## Document extract

Kainos

DVSA Discovery phase for Drivers & Riders

 

DVSA was looking to digitise their paper-based processes to assist with all drivers and motorbike riders services from getting a driving license to becoming an examiner. Kainos’s team was invited for a nine-week Discovery period to provide recommendations following a user-centred service design approach.

 
Draft Drivers & Riders Project Plan.png

Understand.

I was responsible for User Research and worked in collaboration with an Agile team of 12, Ux Designer, Data and Business Analysts. Following a Contextual Design process, I drafted the project plan for user research. I then conducted a contextual inquiry with drivers, riders, their instructors and examiners alike, looking to understand the problem space.

I worked in close collaboration with the UX Designer and Principal; together, we mapped the journeys our users went through in blueprint maps, illustrating pain points and solutions coming from their experience. We then shaped the user profiles with quotes.

Like this, we surfaced these user journeys as they were, back to our stakeholders consolidating gathered data coming across the team aligned with a set of themes. This process helped us to understand the underlying problem and collaboratively seek a solution, tracing it back to its route.

## Information shown
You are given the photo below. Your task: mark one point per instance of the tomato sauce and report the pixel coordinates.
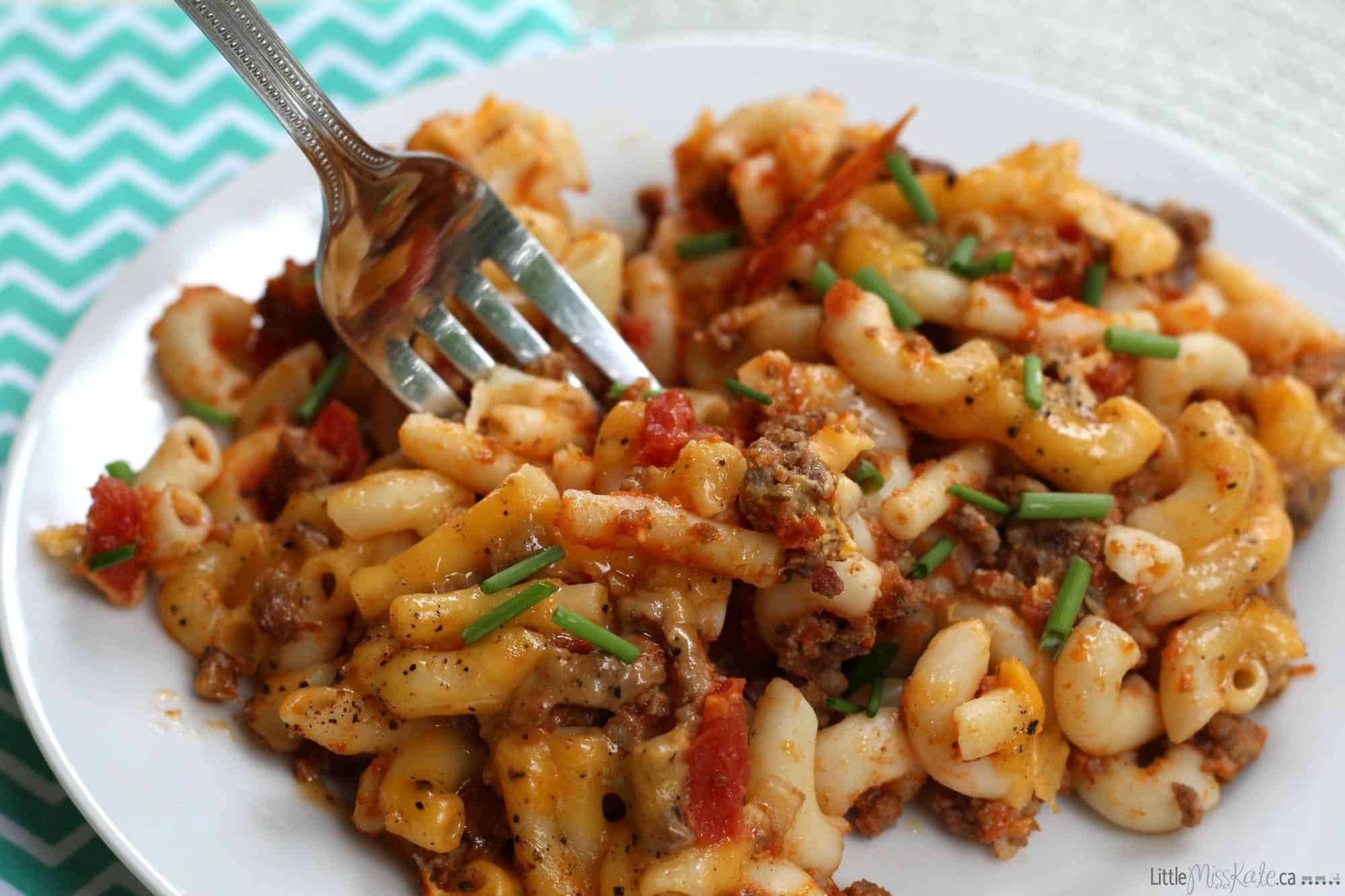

## Your tasks
**a.** Answer each question from the DVSA case study:
(i) How long was the Discovery period to which the Kainos team was invited?
(ii) How many people made up the Agile team?
(iii) In what kind of maps were the users' journeys mapped?
**b.** Duplicate everything in the DVSA case study from "DVSA was looking" down to "service design approach.".

## Written responses
**a.**
(i) Nine weeks.
(ii) Twelve.
(iii) Blueprint maps.

**b.**
DVSA was looking to digitise their paper-based processes to assist with all drivers and motorbike riders services from getting a driving license to becoming an examiner. Kainos’s team was invited for a nine-week Discovery period to provide recommendations following a user-centred service design approach.